§ Data for processing
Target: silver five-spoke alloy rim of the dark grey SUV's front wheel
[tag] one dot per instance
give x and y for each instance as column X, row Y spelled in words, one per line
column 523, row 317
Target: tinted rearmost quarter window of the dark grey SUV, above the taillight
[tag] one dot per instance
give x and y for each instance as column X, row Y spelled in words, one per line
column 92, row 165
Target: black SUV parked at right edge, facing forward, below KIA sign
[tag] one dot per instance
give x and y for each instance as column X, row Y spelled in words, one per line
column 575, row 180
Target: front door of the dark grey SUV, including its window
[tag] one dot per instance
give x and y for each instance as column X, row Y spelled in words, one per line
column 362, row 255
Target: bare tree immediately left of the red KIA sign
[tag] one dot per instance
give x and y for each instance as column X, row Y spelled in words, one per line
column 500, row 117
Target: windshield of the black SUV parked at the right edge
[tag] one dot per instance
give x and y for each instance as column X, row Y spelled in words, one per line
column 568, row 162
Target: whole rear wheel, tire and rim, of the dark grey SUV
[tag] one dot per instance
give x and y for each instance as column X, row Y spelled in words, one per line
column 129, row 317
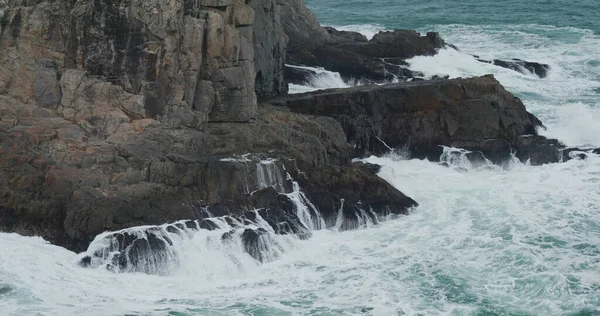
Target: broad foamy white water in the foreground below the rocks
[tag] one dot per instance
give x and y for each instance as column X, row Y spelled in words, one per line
column 521, row 240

§ Work required
In the listing, find all lines with the string "black" and copy them.

§ Response box
Target: black SUV parked at right edge, facing forward, below KIA sign
Target: windshield of the black SUV parked at the right edge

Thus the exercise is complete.